In the listing below, replace every "photograph" with "image" and leave everything else as it is. Omit the pictures from your answer.

■ **MATERIAL FOR THIS EXERCISE**
#####
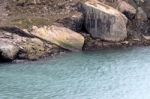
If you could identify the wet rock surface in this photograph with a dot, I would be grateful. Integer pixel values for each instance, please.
(104, 22)
(19, 16)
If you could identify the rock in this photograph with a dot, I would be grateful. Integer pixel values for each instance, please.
(146, 7)
(141, 15)
(8, 51)
(126, 7)
(104, 22)
(60, 36)
(146, 37)
(75, 22)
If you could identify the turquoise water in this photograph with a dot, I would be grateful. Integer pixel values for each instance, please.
(105, 74)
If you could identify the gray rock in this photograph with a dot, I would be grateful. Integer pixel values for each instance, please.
(8, 51)
(141, 15)
(74, 22)
(105, 22)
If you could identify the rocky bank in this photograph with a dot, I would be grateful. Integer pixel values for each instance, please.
(33, 29)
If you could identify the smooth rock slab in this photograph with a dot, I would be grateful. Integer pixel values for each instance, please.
(8, 51)
(60, 36)
(104, 22)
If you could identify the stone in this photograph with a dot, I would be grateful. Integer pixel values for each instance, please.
(104, 22)
(60, 36)
(8, 51)
(141, 15)
(146, 7)
(74, 22)
(123, 6)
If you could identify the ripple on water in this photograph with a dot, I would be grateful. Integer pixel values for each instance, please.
(105, 74)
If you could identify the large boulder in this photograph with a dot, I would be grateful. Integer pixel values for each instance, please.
(104, 22)
(74, 22)
(8, 51)
(60, 36)
(146, 7)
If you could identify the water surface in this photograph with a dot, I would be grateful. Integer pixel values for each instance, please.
(105, 74)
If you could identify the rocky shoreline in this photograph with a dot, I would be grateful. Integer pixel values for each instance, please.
(90, 26)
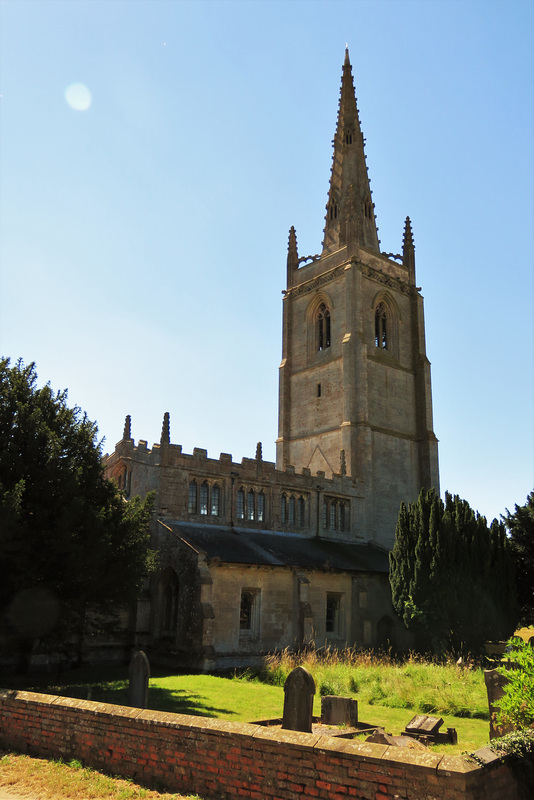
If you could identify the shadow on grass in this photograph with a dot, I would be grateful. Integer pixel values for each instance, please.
(86, 684)
(182, 702)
#####
■ **EXERCISE ANSWER**
If you could identify the wet rock surface in this image with a dot, I would be grateful. Integer pixel values for each instance, please.
(104, 22)
(19, 16)
If you could identify the rock in this image with a dot, I would be grateful. Integer pixel values for each instance, please.
(146, 7)
(141, 15)
(8, 51)
(126, 7)
(104, 22)
(60, 36)
(146, 37)
(75, 22)
If you could identify the turquoise water in this image with a dot, I would be grateful. Integer pixel values for each instance, please.
(105, 74)
If you could identify the gray rock in this image with a dot, I would be grateful. Integer pixel values for each instance, please.
(8, 51)
(141, 15)
(74, 22)
(105, 22)
If you could identify the rocky bank in this image with a dot, I would be grateful. Integer pixel values for each instance, please.
(33, 29)
If you could identify the smooth rock slab in this image with a dot, I would be grateful. Integer pixel values for each instance, please.
(8, 51)
(60, 36)
(104, 22)
If you could identify the stone in this image with a dot, I would be grateful. Integer pixel values for each instance, please.
(104, 22)
(60, 36)
(8, 51)
(141, 15)
(146, 7)
(74, 22)
(123, 6)
If you could identify the ripple on water in this image with a dot, I would be grateful. Integer pixel values for each instance, please.
(105, 74)
If you could identify the large boulder in this image with a dot, I would be grateful. Integer pixel values for each instance, please.
(104, 22)
(74, 22)
(8, 51)
(60, 36)
(146, 7)
If you could identify the water surface in this image with a dot, I would be grateful. Integer pixel values for each instance, please.
(105, 74)
If you could identify the rocky shoreline in this image with a dot, I would be grateful. Integer pixel values for each instance, please.
(90, 26)
If you could identify the shadow on grass in this image with a dot, I would be grateful. Integer pixel values for each instance, please.
(86, 684)
(182, 702)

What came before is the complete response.